* [The task]: Reproduce the listing exactly, with no pictures in your copy.
## Start Extracted entries
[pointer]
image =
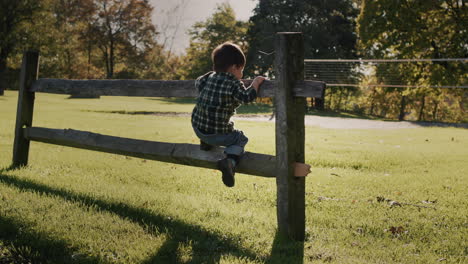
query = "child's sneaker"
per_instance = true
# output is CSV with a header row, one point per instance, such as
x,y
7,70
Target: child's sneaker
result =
x,y
205,146
228,170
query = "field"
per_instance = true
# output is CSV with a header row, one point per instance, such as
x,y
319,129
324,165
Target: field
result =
x,y
374,196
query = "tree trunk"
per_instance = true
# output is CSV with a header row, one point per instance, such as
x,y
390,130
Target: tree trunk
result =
x,y
401,116
434,111
110,74
371,112
421,110
3,65
338,107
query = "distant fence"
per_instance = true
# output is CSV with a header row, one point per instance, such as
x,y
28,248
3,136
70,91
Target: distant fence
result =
x,y
290,92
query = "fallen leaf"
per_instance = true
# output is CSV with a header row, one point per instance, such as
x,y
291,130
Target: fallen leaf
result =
x,y
396,230
394,203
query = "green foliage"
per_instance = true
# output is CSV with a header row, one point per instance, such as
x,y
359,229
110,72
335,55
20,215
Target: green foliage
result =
x,y
327,27
418,29
222,26
78,206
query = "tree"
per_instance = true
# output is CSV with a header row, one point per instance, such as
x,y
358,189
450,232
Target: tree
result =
x,y
122,30
12,13
222,26
328,28
416,29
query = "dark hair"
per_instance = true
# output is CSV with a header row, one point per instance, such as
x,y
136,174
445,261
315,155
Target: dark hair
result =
x,y
226,55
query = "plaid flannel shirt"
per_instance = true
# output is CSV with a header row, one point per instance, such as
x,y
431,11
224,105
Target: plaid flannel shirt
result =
x,y
220,93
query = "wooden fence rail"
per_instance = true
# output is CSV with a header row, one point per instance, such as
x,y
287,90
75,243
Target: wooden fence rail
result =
x,y
289,91
156,88
179,153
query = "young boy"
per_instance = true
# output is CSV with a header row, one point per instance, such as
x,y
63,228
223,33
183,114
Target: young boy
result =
x,y
220,93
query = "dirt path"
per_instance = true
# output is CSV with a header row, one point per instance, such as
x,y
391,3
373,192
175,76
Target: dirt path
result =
x,y
324,122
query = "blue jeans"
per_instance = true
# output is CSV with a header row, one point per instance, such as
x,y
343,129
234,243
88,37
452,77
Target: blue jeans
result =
## End Extracted entries
* [Answer to the exercise]:
[pointer]
image =
query = "child's sneaker"
per_instance = true
# output is CSV with a header row, one point per instance, such as
x,y
7,70
Target: child's sneaker
result =
x,y
205,146
228,170
query = "field"
per_instance = true
# output is CSV with a header row, one point per instance, such as
x,y
319,129
324,165
Target: field
result =
x,y
374,196
query = "tree trunk"
per_instance = true
# output is CSV with a header row, one point per instance, such as
x,y
390,130
Target: tree trunk
result =
x,y
401,116
434,111
110,74
371,112
421,110
3,65
338,107
query = "distant fence"
per_instance = true
# output is CSV with a header row, one point per instance, such as
x,y
28,248
3,136
70,91
Target: distant fence
result =
x,y
290,92
query = "fallen leaf"
per_instance = true
# output is CSV with a header row, one point per instance, such as
x,y
291,130
Target: fallen leaf
result =
x,y
396,230
394,203
query = "green foliage"
per_instance = true
# output is CSV with a header row, one point per instance, such as
x,y
359,229
110,72
335,55
20,215
Target: green foliage
result =
x,y
327,27
418,29
222,26
78,206
query = "tree"
per_instance = true
# output is CSV with a header row, one point per instance, such as
x,y
358,189
450,232
Target: tree
result =
x,y
122,30
12,13
222,26
328,28
416,29
query = "dark hair"
per_instance = true
# output is CSV with a header row, one point per instance, such as
x,y
136,174
445,261
315,155
Target: dark hair
result =
x,y
226,55
query = "plaid flannel shirt"
per_instance = true
# output is CSV with a header row, one point per instance, such as
x,y
431,11
224,105
Target: plaid flannel shirt
result =
x,y
220,93
query = "wooden fence rail"
per_instance = true
# output is CSV with a header row, one point per instance, such as
x,y
287,90
75,243
Target: wooden fence rail
result =
x,y
289,91
156,88
179,153
query = "young boy"
per_instance = true
# output is CSV with a header row, one point per instance, such as
x,y
63,228
223,33
183,114
Target: young boy
result =
x,y
220,93
query = "dirt path"
per_instance = true
# output is CSV with a header row, one point per instance, such as
x,y
391,3
373,192
175,76
Target: dirt path
result =
x,y
324,122
query = "blue jeans"
per_instance = true
# output is CSV with a header row, one point per instance, such as
x,y
343,129
234,243
88,37
452,77
Target: blue jeans
result =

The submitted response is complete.